◆ WORK INSTRUCTION
All of the data below should be written out again exactly.

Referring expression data

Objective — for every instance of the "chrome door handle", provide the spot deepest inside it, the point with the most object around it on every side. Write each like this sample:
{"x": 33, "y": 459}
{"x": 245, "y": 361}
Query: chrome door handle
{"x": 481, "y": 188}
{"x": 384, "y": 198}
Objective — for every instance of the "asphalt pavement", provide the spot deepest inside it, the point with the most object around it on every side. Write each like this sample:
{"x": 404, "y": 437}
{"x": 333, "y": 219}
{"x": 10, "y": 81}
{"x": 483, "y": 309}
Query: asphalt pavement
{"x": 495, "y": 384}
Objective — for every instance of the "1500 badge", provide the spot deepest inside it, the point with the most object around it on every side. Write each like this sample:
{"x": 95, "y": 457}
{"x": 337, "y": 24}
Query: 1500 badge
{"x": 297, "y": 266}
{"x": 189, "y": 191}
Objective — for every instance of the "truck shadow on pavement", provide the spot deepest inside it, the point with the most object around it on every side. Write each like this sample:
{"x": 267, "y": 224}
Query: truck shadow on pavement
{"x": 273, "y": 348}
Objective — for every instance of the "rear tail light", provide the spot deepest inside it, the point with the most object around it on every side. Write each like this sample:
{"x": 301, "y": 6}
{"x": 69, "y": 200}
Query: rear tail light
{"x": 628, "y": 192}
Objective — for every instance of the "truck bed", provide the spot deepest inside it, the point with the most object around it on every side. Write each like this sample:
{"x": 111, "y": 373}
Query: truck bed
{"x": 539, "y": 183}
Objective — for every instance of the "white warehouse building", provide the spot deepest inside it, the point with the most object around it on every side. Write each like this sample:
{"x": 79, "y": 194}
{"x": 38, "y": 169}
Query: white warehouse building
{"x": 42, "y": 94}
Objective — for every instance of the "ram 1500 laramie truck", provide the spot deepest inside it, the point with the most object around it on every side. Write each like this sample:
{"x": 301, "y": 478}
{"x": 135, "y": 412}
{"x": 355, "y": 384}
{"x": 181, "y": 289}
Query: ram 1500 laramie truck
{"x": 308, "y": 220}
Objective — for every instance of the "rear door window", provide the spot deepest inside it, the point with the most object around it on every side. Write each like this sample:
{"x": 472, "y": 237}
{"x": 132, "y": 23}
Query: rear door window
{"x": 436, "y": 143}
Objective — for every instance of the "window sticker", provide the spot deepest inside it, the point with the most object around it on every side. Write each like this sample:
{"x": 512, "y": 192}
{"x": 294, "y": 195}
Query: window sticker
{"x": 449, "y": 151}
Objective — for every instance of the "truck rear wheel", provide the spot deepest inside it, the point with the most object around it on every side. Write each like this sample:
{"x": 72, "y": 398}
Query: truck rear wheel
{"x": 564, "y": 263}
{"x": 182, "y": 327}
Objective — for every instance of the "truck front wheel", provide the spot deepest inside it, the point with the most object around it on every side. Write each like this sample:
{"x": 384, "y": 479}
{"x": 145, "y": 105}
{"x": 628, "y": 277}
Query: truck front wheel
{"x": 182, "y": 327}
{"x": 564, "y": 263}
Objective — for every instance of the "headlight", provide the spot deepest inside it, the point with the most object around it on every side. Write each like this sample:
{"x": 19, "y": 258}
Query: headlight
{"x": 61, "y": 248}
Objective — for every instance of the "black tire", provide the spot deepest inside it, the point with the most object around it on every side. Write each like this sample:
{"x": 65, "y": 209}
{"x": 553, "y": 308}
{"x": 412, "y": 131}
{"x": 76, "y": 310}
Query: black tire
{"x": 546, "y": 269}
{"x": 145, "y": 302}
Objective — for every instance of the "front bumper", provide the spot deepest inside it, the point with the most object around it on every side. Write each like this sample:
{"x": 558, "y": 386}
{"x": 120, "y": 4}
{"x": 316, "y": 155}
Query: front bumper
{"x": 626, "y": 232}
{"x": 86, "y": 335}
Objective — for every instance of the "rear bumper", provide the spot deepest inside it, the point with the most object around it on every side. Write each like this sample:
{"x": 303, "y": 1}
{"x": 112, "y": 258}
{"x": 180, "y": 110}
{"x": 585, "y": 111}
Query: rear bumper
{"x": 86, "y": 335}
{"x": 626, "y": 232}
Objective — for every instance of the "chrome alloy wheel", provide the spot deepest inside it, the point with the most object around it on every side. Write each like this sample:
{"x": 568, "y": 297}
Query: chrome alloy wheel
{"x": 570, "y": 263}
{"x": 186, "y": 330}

◆ FINAL ANSWER
Objective — for every instance of the "chrome door handle", provide the spot deepest inside it, the point with the most object around it on every side. Write each like this sample:
{"x": 33, "y": 459}
{"x": 245, "y": 361}
Query: chrome door handle
{"x": 481, "y": 188}
{"x": 384, "y": 198}
Objective — for every instance of the "asphalt pavement", provide the spot deepest inside it, the point with the most object around it on every side. Write each like this sample:
{"x": 404, "y": 437}
{"x": 333, "y": 219}
{"x": 10, "y": 81}
{"x": 483, "y": 309}
Query: asphalt pavement
{"x": 495, "y": 384}
Objective — for every instance of the "1500 badge", provide the spot deepest inside it, the point with the most object around it on every side. Write each like this sample:
{"x": 95, "y": 457}
{"x": 337, "y": 24}
Query: 1500 badge
{"x": 297, "y": 266}
{"x": 189, "y": 191}
Objective — for every instance of the "truck shadow on pavement", provide the spot deepest inside it, the point with the most object around it on every side. Write each like this sample:
{"x": 267, "y": 224}
Query: truck shadow on pavement
{"x": 273, "y": 348}
Objective — for every instance of the "rear tail light", provide the spot deepest inside it, the point with the most object around it on every side. Write each like this sample:
{"x": 301, "y": 6}
{"x": 69, "y": 200}
Query: rear tail light
{"x": 628, "y": 192}
Objective — for every instance of the "truck bed", provide the spot deepest inside it, the point with the most object around it on every side. Write each like this sample:
{"x": 111, "y": 373}
Query: truck bed
{"x": 539, "y": 183}
Objective — for every instance of the "white warehouse building", provide the spot deepest inside it, the point with the most object around it on every side. Write each like this sample:
{"x": 79, "y": 194}
{"x": 38, "y": 169}
Query: white warehouse building
{"x": 42, "y": 94}
Objective — for every instance of the "ram 1500 laramie truck", provide the spot deepest inside it, the point with the most object around it on every side. Write each like this sample:
{"x": 301, "y": 478}
{"x": 135, "y": 412}
{"x": 355, "y": 384}
{"x": 181, "y": 289}
Query: ram 1500 laramie truck
{"x": 308, "y": 220}
Objective — for every instance of the "rear door window", provide the spot deepest inside it, the point with the most object around it on every side. Write each like this sample:
{"x": 472, "y": 237}
{"x": 132, "y": 23}
Query: rear door window
{"x": 436, "y": 143}
Objective — for every instance of the "window sticker", provide the spot deepest inside it, the point with the most object around it on every side. Write each like this sample:
{"x": 512, "y": 192}
{"x": 294, "y": 195}
Query: window sticker
{"x": 449, "y": 151}
Objective — for every instance of the "truck rear wheel", provide the spot deepest inside it, the point with the most object around it on every side. Write each like this sample:
{"x": 72, "y": 398}
Query: truck rear wheel
{"x": 564, "y": 263}
{"x": 182, "y": 327}
Objective — for every instance of the "truck front wheel", provide the spot deepest inside it, the point with the most object around it on every side. Write each like this sample:
{"x": 384, "y": 479}
{"x": 145, "y": 105}
{"x": 628, "y": 277}
Query: truck front wheel
{"x": 182, "y": 327}
{"x": 564, "y": 263}
Objective — for every instance of the "headlight", provide the spot deepest inside it, the point with the most object around it on every side. Write each like this sample:
{"x": 19, "y": 258}
Query: headlight
{"x": 61, "y": 248}
Objective — for every instance of the "black tire", provide the spot deepest inside it, the point with the most object around it on every side. Write each like this sample:
{"x": 65, "y": 209}
{"x": 553, "y": 308}
{"x": 412, "y": 131}
{"x": 76, "y": 310}
Query: black tire
{"x": 546, "y": 269}
{"x": 145, "y": 302}
Objective — for every instance of the "front bumper", provide the spot deepest inside it, the point with the most object around it on every side. Write each like this sample:
{"x": 558, "y": 386}
{"x": 120, "y": 4}
{"x": 316, "y": 155}
Query: front bumper
{"x": 626, "y": 232}
{"x": 86, "y": 335}
Objective — for every instance of the "rear bumper", provide the spot deepest inside it, the point with the most object around it on every side. Write each like this sample:
{"x": 303, "y": 1}
{"x": 112, "y": 258}
{"x": 180, "y": 110}
{"x": 585, "y": 111}
Query: rear bumper
{"x": 86, "y": 335}
{"x": 626, "y": 232}
Objective — for every instance of the "chrome alloy wheel", provide the spot deepest inside it, the point with the most object around it on every side. Write each like this sample:
{"x": 568, "y": 297}
Query: chrome alloy wheel
{"x": 570, "y": 263}
{"x": 186, "y": 330}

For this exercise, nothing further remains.